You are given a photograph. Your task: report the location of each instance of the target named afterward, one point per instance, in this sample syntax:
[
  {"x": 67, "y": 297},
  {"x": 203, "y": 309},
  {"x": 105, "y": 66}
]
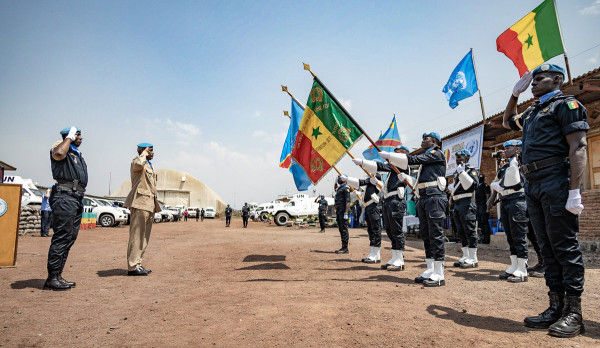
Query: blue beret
[
  {"x": 433, "y": 135},
  {"x": 548, "y": 68},
  {"x": 66, "y": 130},
  {"x": 513, "y": 142},
  {"x": 463, "y": 152},
  {"x": 402, "y": 147}
]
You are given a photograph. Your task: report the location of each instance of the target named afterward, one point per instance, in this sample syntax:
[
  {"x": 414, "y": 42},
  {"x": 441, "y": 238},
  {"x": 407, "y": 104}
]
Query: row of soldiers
[{"x": 544, "y": 189}]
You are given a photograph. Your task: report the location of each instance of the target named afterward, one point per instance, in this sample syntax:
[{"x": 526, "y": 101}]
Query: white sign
[{"x": 471, "y": 140}]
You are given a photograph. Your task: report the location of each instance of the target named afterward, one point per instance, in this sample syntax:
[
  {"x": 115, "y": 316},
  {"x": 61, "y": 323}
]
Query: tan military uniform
[{"x": 143, "y": 204}]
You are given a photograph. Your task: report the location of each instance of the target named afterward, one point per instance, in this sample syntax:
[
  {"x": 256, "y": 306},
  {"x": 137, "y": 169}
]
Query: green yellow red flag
[
  {"x": 326, "y": 132},
  {"x": 534, "y": 39}
]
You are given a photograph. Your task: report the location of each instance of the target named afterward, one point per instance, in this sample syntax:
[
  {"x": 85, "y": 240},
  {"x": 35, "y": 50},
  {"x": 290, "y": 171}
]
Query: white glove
[
  {"x": 384, "y": 154},
  {"x": 522, "y": 84},
  {"x": 496, "y": 186},
  {"x": 72, "y": 134},
  {"x": 574, "y": 202}
]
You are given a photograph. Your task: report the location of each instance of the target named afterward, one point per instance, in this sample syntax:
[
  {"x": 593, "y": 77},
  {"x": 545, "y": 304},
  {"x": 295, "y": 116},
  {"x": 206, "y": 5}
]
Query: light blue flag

☆ ☆ ☆ ☆ ☆

§ **Problem to work on**
Reproduce all of the material exactly, apart from the pictures.

§ **Solution to this problem**
You are given a photograph. Your task: report the location of each instance of the target named afterward, one point per instance, in this sample syntax:
[
  {"x": 67, "y": 297},
  {"x": 203, "y": 309},
  {"x": 105, "y": 66}
]
Query: blue beret
[
  {"x": 433, "y": 135},
  {"x": 548, "y": 68},
  {"x": 66, "y": 130},
  {"x": 513, "y": 142},
  {"x": 463, "y": 152},
  {"x": 402, "y": 147}
]
You are given a photograph. Your task: report the location of each instance of the target named afterward, one point per instance, in this sample syntax:
[
  {"x": 414, "y": 42},
  {"x": 441, "y": 238},
  {"x": 407, "y": 104}
]
Query: row of soldiers
[{"x": 544, "y": 189}]
You are given a photograph. Your task: report the location of each instance of the target named afterward, one point per instance, in this sample syntax:
[{"x": 526, "y": 101}]
Query: white sign
[{"x": 471, "y": 140}]
You are given a photograph. Your task: report the location of each instance of the target named afterward, one point per instance, in this sample syntax:
[
  {"x": 115, "y": 316},
  {"x": 61, "y": 323}
]
Query: tan military uniform
[{"x": 143, "y": 204}]
You are given a photograph. Your task: report the location of each instance of the target named afterward, one point per instance, in this sample syntax:
[
  {"x": 256, "y": 306},
  {"x": 137, "y": 169}
]
Query: green yellow red flag
[
  {"x": 326, "y": 132},
  {"x": 534, "y": 39}
]
You are given a photograph. Your task: report the location of each instance of the target named afterward, one point per instance, in this sample syntax:
[
  {"x": 85, "y": 240},
  {"x": 35, "y": 50},
  {"x": 290, "y": 171}
]
Query: white glove
[
  {"x": 384, "y": 154},
  {"x": 522, "y": 84},
  {"x": 496, "y": 186},
  {"x": 72, "y": 134},
  {"x": 574, "y": 202}
]
You are given a photograph. Your task: report the location of each instance of the target named afterward, one point per instance, in this sample syntax:
[
  {"x": 593, "y": 77},
  {"x": 545, "y": 304},
  {"x": 295, "y": 116},
  {"x": 206, "y": 5}
]
Query: light blue flag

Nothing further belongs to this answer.